Ausgewählter Text:
******
Die Aufnahme des unterbrochenen Rechtsstreits und die Anpassung des Klageantrags an die durch die Eröffnung des Insolvenzverfahrens geschaffene neue Situation war noch in der Revisionsinstanz zulässig (vgl. BGH, Urt. v. 21.11.1953 - VI ZR 203/53, LM Nr. 4 zu § 146 KO; Urt. v. 23.12.1953 - VI ZR 1/52, LM Nr. 5 zu § 146 KO; Urt. v. 18.2.1965 - II ZR 205/61, WM 1965, 626; Urt. v. 11.11.1979 - I ZR 13/78, WM 1980, 164; Urt. v. 27.3.1995 - II ZR 140/93, GmbHR 1995, 373 = MDR 1995, 587 = NJW 1995, 1750). Insbesondere liegt in der Geltendmachung des durch § 157 VVG eingeräumten Absonderungsrechts keine in der Revisionsinstanz unzulässige Klageänderung. Der Kläger macht anders als in der Entscheidung vom 23.12.1953 (Urt. v. 23.12.1953 - VI ZR 1/52, LM Nr. 5 zu § 146 KO) nicht an Stelle seines ursprünglich verfolgten, nach der Eröffnung des Insolvenzverfahrens als Insolvenzforderung zu qualifizierenden Anspruchs ein auf einer anderen Rechtsstellung beruhendes Vorzugsrecht geltend. Vielmehr bleibt die rechtliche Identität des erhobenen Anspruchs gewahrt. Der Kläger stützt sein Begehren nach wie vor auf dieselbe Forderung, der auf Grund gesetzlicher Anordnung im Insolvenzfall Absonderungskraft zukommt. Er passt lediglich seinen Antrag an § 157 VVG an, der es dem geschädigten Dritten in der Insolvenz des Versicherungsnehmers ermöglicht, seinen Haftpflichtanspruch ohne Umweg über das insolvenzrechtliche Prüfungsverfahren durch unmittelbare Klage gegen den Insolvenzverwalter geltend zu machen, allerdings beschränkt auf Leistung aus der Entschädigungsforderung gegen den Haftpflichtversicherer (vgl. BGH, Urt. v. 13.7.1956 - VI ZR 223/54, VersR 1956, 625 [626]; Urt. v. 25.4.1989 - VI ZR 146/88, VersR 1989, 730).
******
Setzen Sie den Text zum Absonderungsrecht nach § 157 VVG in der Revisionsinstanz im Anschluss an seinen letzten Satz fort.

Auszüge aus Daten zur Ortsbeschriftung
******
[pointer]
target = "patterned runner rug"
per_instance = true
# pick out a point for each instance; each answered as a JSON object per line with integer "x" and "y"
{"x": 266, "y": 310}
******
Ergebnis:
B.

I.

Nach Auffassung des Berufungsgerichts steht dem Kläger dem Grunde nach ein Anspruch auf Ersatz des immateriellen Schadens aus den §§ 836 Abs. 1, 847 Abs. 1 a. F. BGB zu. Der Anspruch sei nicht gem. § 106 Abs. 3, 3. Alt. SGB VII ausgeschlossen. Zwar habe sich der Unfall bei einer betrieblichen Tätigkeit auf einer gemeinsamen Betriebsstätte ereignet. Eine solche liege nämlich vor, wenn Bauhandwerker an einem Bauvorhaben tätig seien, wobei die Aufgabe des einen darin bestehe, ein erforderliches Gerüst zu bauen, auf das ein anderer Bauhandwerker bei der Ausführung seiner Arbeiten angewiesen sei. Die Maßnahmen der einzelnen Unternehmen wirkten in einem solchen Fall wesensmäßig und zweckgerichtet zusammen und griffen ineinander; auf ein zeitliches Nebeneinander der Tätigkeiten sei nicht abzustellen. Vielmehr komme es allein auf den sachlichen Zusammenhang der Verrichtung des einen und des anderen Bauhandwerkers an.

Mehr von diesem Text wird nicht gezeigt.